▸ Aufgabe a
Fassen Sie den Absatz des Lesetexts, der mit „Wer von Euch hat in diesem Gebiet“ beginnt, als kurze Stichpunktliste zusammen und behalten Sie dabei seine wesentlichen Aussagen bei.

▸ Lesetext
***
# Bootsangeln an der Maas Nähe Roermond



## Mumpitz (30. August 2004)

Hallo zusammen!

Ich würde mir gerne einen Überblick verschaffen, wie es in diesem Teil der Maas und den zugehörigen Maasplassen mit Fangerfolgen aussieht (Ecke De Weert, Herten/Ool, etc.).
Zwar hatten wir dort schon tolle Fänge mit aufmüpfigen Schulbarschen, die Entenschnäbel lassen sich aber dort noch bitten diesen Sommer.
Meine Frage deshalb: 
Wer von Euch hat in diesem Gebiet dort vom Boot aus auf Raubfisch geangelt und gefangen? Köder, Tiefe, Montagen, etc. sind heiß erwünschte Informationen und ich bin für jeden Tip dankbar, da das Angeln vom Boot aus in diesem Gebiet ziemliches Neuland darstellt und ich beruflich leider nur wenig Zeit in die Suche guter Stellen, etc. investieren kann. Ich hoffe zwar noch auf einige wenige Fahrten in dieser Saison, würde mich aber wohler fühlen, wenn ich wenigstens wüßte, dass andere dort in diesem Jahr schon  einen Hecht oder Rapfen (oder gar Wels) aus der Nähe gesehen hätten.
Es würde mich freuen, wenn hier reichlich Informationen zusammenkommen würden, da sicher alle gegenseitig von der Erfahrung der anderen profitieren könnten.
Eventuell könnte man diesen Thread auch mit der Zeit etwas weiter ausbauen oder vielleicht auch mal zusammen auf die Pirsch gehen (Kaffee hab ich jedenfalls immer genug für ne ganze Kompanie dabei  #g )

Cheers,
Oliver


----------



## Lachsy (30. August 2004)

*AW: Bootsangeln an der Maas Nähe Roermond*

Hi oliver

Die Zander vom Boot aus lassen sich zur Zeit sehr schwer bitten zu beißen.
***
▸ Zeilen
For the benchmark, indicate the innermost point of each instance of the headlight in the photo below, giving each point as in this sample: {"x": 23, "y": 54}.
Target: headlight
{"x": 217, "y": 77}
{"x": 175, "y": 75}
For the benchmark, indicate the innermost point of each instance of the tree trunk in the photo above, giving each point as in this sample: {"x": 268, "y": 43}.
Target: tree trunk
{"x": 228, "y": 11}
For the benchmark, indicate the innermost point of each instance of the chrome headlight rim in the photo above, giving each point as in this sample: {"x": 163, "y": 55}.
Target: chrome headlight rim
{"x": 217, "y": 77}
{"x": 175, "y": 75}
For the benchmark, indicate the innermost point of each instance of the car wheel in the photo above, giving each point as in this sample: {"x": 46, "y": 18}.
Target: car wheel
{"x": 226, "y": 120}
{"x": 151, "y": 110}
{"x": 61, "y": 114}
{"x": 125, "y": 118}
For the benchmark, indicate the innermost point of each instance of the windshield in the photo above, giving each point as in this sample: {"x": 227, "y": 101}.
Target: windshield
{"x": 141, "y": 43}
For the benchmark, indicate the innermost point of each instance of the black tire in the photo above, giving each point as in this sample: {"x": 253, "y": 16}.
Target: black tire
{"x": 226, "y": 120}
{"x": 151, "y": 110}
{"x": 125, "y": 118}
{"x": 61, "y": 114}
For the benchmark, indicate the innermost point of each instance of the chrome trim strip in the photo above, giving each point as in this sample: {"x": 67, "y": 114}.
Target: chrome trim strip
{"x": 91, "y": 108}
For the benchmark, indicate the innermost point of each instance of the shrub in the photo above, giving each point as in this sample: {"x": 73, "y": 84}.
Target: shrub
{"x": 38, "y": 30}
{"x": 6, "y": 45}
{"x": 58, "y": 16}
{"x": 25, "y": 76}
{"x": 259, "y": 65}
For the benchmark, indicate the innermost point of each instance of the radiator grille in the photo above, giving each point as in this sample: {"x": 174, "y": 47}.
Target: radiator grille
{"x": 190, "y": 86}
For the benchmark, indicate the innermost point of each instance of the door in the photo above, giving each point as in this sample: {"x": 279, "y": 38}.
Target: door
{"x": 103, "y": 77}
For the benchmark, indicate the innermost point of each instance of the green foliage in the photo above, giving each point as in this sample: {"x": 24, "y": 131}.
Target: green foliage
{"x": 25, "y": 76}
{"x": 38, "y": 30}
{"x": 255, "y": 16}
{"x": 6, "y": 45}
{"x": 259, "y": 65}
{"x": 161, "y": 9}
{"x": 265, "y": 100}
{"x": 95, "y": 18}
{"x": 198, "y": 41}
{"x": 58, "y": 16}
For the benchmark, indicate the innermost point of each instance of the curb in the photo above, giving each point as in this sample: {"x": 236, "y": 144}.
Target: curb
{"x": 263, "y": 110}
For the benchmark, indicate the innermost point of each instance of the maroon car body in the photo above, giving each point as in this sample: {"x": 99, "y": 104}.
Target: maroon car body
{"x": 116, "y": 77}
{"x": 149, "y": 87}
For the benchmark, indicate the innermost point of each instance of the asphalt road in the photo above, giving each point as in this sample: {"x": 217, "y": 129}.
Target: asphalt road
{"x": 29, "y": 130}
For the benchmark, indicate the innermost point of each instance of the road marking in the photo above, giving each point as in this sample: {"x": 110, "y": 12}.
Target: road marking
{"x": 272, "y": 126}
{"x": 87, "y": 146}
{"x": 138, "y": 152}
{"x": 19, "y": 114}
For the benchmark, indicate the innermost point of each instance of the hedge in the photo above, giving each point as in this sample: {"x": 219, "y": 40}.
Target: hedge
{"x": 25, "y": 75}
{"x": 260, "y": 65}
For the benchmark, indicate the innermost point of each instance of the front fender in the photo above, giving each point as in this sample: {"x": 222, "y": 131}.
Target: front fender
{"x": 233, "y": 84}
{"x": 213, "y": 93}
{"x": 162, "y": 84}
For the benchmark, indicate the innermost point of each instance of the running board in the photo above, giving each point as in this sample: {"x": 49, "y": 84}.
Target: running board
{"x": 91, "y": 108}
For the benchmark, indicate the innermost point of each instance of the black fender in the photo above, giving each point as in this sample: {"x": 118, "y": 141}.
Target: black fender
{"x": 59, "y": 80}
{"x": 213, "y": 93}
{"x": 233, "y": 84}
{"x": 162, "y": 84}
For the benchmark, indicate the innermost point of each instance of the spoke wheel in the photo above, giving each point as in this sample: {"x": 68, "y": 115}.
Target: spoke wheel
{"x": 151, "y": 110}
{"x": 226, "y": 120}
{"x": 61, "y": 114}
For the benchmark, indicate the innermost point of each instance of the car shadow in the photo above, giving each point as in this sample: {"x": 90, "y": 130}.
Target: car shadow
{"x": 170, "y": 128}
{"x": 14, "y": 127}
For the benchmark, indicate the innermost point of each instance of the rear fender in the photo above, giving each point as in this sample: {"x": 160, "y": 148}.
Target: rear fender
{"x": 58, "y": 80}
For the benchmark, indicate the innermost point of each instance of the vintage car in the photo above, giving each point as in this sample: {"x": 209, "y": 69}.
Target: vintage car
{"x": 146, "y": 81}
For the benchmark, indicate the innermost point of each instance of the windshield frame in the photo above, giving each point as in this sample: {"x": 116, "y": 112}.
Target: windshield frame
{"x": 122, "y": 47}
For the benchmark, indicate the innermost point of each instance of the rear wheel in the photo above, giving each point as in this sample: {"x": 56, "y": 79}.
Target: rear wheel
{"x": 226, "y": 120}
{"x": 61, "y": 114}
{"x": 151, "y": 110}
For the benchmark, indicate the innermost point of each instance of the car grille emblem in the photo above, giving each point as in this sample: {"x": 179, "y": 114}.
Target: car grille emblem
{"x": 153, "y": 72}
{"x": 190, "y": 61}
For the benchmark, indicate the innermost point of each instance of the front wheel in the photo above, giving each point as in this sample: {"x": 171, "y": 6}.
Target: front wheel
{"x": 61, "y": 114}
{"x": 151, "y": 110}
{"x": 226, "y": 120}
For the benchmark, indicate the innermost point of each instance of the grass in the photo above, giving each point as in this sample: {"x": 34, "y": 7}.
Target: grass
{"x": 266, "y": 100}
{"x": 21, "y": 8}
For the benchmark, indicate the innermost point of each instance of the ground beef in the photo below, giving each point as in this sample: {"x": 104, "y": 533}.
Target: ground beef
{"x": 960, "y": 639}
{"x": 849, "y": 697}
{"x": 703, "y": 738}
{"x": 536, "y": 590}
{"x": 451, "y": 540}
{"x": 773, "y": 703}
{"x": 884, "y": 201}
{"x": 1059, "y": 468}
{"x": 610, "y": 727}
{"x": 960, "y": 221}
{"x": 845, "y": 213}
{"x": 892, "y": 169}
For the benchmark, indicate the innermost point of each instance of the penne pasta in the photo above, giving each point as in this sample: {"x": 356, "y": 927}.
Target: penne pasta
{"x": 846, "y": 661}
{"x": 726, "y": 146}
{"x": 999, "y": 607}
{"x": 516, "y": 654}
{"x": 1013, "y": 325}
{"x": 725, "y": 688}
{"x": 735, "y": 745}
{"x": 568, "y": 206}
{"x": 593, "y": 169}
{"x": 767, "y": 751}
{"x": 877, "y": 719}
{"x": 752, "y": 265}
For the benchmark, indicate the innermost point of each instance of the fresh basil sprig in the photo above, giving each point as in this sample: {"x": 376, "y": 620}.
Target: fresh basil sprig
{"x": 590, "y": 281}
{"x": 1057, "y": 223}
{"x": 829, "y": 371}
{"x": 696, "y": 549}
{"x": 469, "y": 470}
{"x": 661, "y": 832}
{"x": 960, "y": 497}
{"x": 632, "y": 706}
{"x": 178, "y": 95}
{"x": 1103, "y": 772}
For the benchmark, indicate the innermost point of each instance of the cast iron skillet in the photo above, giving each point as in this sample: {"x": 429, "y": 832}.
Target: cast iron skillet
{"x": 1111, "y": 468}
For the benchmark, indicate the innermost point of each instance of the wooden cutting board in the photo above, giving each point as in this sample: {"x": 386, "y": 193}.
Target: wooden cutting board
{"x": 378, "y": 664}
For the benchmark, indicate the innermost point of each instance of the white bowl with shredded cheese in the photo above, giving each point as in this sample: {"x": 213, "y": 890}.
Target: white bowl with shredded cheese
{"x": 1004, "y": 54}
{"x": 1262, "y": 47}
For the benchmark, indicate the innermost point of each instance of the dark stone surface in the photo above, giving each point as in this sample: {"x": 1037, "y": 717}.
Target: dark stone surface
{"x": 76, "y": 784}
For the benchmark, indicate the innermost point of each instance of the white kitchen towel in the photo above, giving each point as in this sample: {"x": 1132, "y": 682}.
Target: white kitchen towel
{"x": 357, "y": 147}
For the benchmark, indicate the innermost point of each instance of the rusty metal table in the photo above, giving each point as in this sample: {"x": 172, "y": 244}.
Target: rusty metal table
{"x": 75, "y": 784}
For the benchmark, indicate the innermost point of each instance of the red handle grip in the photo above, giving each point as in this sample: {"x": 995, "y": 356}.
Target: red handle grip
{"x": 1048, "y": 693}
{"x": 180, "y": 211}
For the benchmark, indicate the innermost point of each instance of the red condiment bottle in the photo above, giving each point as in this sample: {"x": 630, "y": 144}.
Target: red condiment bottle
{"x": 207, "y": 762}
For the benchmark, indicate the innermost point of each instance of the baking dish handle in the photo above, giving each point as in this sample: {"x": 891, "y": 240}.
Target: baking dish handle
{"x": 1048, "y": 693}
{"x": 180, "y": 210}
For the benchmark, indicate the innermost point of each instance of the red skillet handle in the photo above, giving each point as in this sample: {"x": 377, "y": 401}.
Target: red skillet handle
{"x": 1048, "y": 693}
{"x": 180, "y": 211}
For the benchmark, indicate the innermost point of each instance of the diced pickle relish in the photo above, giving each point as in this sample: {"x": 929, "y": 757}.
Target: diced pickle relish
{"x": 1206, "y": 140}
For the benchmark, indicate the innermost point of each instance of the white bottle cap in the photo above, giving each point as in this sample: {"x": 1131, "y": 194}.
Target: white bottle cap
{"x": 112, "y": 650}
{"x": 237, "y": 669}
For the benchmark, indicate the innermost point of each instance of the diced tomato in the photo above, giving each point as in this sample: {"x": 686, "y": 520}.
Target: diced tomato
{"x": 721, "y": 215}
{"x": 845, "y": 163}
***
▸ Aufgabe b
Ermitteln Sie, in wie vielen der Zeilen die Zeichenfolge „metal“ vorkommt, wobei Groß- und Kleinschreibung zu beachten ist. Nennen Sie nur die Zahl.

▸ Richtige Lösung a
- Frage: Wer hat in diesem Gebiet vom Boot aus auf Raubfisch geangelt und dabei etwas gefangen?
- Erwünschte Informationen: Köder, Tiefe, Montagen usw.; für jeden Tipp besteht Dankbarkeit.
- Grund: Das Bootsangeln in diesem Gebiet ist ziemliches Neuland, und beruflich bleibt nur wenig Zeit für die Suche nach guten Stellen.
- Pläne: Es besteht noch Hoffnung auf einige wenige Fahrten in dieser Saison.
- Wunsch: Zu wissen, ob andere dort in diesem Jahr schon einen Hecht, einen Rapfen oder sogar einen Wels aus der Nähe gesehen haben.

▸ Richtige Lösung b
2